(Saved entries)
------------------------------------------------

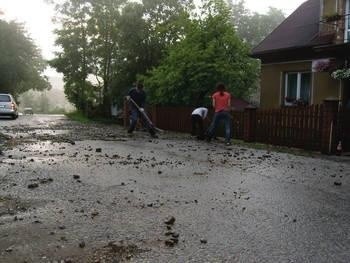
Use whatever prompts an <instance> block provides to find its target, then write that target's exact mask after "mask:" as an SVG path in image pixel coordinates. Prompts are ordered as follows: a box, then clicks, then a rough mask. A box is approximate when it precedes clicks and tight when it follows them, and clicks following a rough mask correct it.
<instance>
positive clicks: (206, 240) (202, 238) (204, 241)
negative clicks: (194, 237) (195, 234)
mask: <svg viewBox="0 0 350 263" xmlns="http://www.w3.org/2000/svg"><path fill="white" fill-rule="evenodd" d="M200 241H201V243H202V244H207V243H208V240H206V239H204V238H201V240H200Z"/></svg>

------------------------------------------------

* JOB ITEM
Rewrite all of the lines above with "target" replaced by "object" wherever it occurs, changing nothing else. Omit the pictures from your answer.

* OUTPUT FOR THIS EXERCISE
Use whatever prompts an <instance> block provides to find its object, then write that object's exact mask after "mask:" as an SVG path in image pixel coordinates. Prompts are ordered as follows: a box, then clicks, then a rough mask. A box is approximate when it precedes clicks and tight when it follows them, and clicks following a rough mask correct it.
<instance>
positive clicks: (206, 240) (202, 238) (204, 241)
negative clicks: (194, 237) (195, 234)
mask: <svg viewBox="0 0 350 263" xmlns="http://www.w3.org/2000/svg"><path fill="white" fill-rule="evenodd" d="M200 241H201V243H202V244H207V243H208V240H206V239H204V238H201V240H200Z"/></svg>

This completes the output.